** BEGIN **

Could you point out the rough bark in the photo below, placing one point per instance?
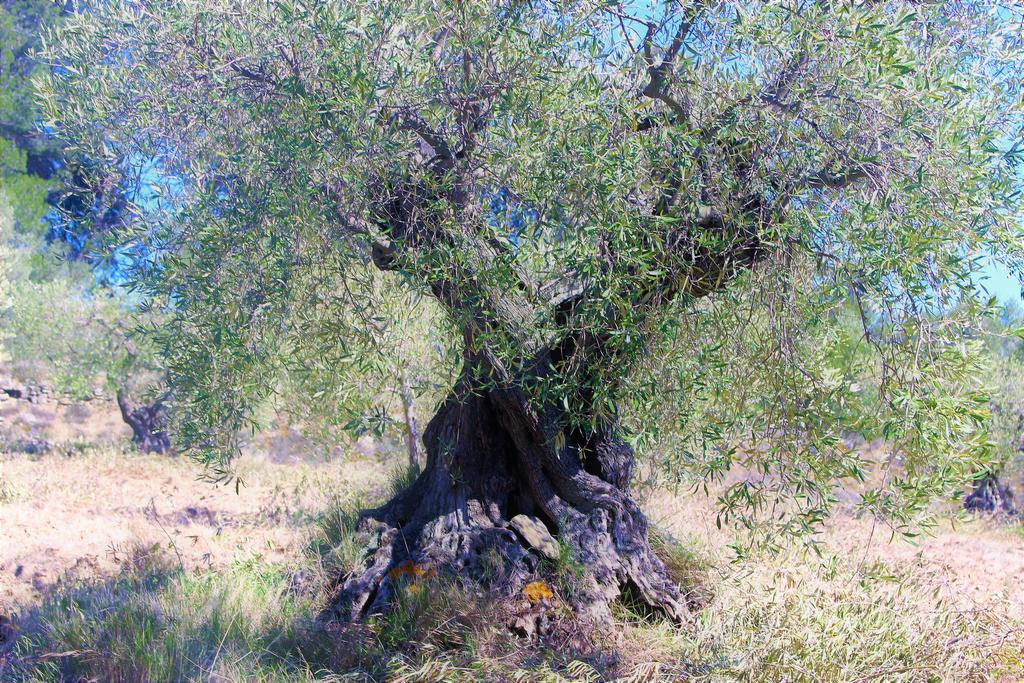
(412, 429)
(148, 423)
(491, 458)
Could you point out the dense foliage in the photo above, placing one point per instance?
(665, 216)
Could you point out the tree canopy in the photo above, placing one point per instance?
(625, 211)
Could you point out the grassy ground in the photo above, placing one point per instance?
(184, 582)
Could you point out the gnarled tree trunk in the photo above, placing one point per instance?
(489, 458)
(148, 423)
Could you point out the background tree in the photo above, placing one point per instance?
(580, 186)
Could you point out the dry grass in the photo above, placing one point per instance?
(158, 608)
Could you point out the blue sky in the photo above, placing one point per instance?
(998, 282)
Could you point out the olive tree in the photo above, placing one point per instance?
(590, 191)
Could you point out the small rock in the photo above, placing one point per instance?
(537, 535)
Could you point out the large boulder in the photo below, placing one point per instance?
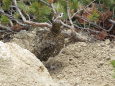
(19, 67)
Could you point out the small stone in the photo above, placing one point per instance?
(107, 41)
(108, 58)
(83, 44)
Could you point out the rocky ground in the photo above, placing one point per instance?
(84, 64)
(78, 64)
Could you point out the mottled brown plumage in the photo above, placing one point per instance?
(51, 43)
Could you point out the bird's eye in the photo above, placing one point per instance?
(61, 14)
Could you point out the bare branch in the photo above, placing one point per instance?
(83, 8)
(68, 12)
(5, 27)
(46, 3)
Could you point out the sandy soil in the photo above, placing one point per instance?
(84, 64)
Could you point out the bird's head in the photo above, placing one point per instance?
(56, 24)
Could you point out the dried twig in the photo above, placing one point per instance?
(83, 8)
(5, 28)
(30, 22)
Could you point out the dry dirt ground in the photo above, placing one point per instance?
(78, 64)
(84, 64)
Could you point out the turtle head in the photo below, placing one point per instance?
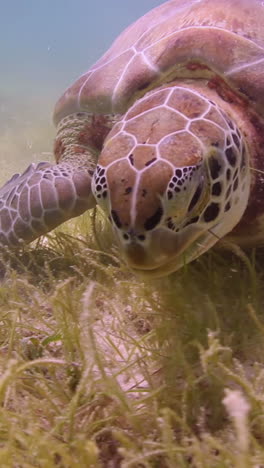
(172, 182)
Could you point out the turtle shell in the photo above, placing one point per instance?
(195, 39)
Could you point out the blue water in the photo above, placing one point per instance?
(44, 46)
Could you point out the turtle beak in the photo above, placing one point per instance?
(165, 252)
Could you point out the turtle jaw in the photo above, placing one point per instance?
(167, 251)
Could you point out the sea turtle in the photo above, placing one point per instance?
(165, 132)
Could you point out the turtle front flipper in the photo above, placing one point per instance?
(44, 196)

** END **

YOUR OBJECTIVE ▸ Please put every line of the material above into a numbered list, skipping any blank lines and leaving the pictures out.

WORKED SOLUTION ▸
1. Could you point out the rough bark in the photo below, placing one point per instance?
2. (412, 429)
3. (148, 423)
4. (491, 458)
5. Could you point out the dense foliage in the photo above, placing one point per instance?
6. (665, 216)
7. Could you point out the tree canopy in the photo above, placing one point per instance?
8. (625, 211)
9. Could you point out the grassy ground in the photo above, placing one point per instance?
10. (184, 582)
11. Could you point out the gnarled tree trunk in the photo above, placing one point per instance?
12. (489, 458)
13. (148, 423)
14. Could you point out the background tree in the photo above, placing one point per instance?
15. (580, 186)
16. Could you point out the dry grass in the photo above, placing one point per instance?
17. (158, 608)
18. Could you point out the blue sky in the photo above, placing one point per instance?
19. (998, 282)
20. Could you point out the olive tree in the photo above, placing one point per instance?
21. (590, 191)
22. Could you point out the small rock in the photo above, placing one point per instance?
23. (537, 535)
24. Could you point out the large boulder in the photo below, placing one point per instance?
25. (19, 67)
26. Could you point out the small stone in the photo above, placing one point per instance?
27. (107, 41)
28. (108, 58)
29. (83, 44)
30. Could you point out the rocky ground in the photo above, placing one point per instance?
31. (84, 64)
32. (78, 64)
33. Could you point out the mottled brown plumage in the photo above, placing one point per instance?
34. (51, 43)
35. Could you point out the bird's eye in the photo above, placing one point per instance?
36. (61, 14)
37. Could you point out the bare branch in the photo above, placing one point per instance?
38. (83, 8)
39. (68, 12)
40. (5, 27)
41. (46, 3)
42. Could you point out the sandy soil in the photo above, placing one point per instance?
43. (84, 64)
44. Could you point out the bird's head in the photo above, placing one point per instance?
45. (56, 24)
46. Could you point out the dried twig in the photo above, placing one point per instance?
47. (83, 8)
48. (5, 28)
49. (30, 22)
50. Could you point out the dry dirt ground in the photo above, placing one point per instance?
51. (78, 64)
52. (84, 64)
53. Could you point out the turtle head in the photo below, placing one point per instance?
54. (172, 182)
55. Could you point out the turtle shell in the photo above, placing one point per instance?
56. (195, 39)
57. Could you point out the blue water in the photo above, placing one point per instance?
58. (44, 46)
59. Could you point out the turtle beak in the photo above, placing one point per instance?
60. (165, 252)
61. Could you point out the turtle jaw in the photo above, placing one point per instance?
62. (167, 251)
63. Could you point out the sea turtle in the photo above, placing one point per instance?
64. (165, 132)
65. Could you point out the turtle front flipper in the photo above, placing one point per instance?
66. (44, 196)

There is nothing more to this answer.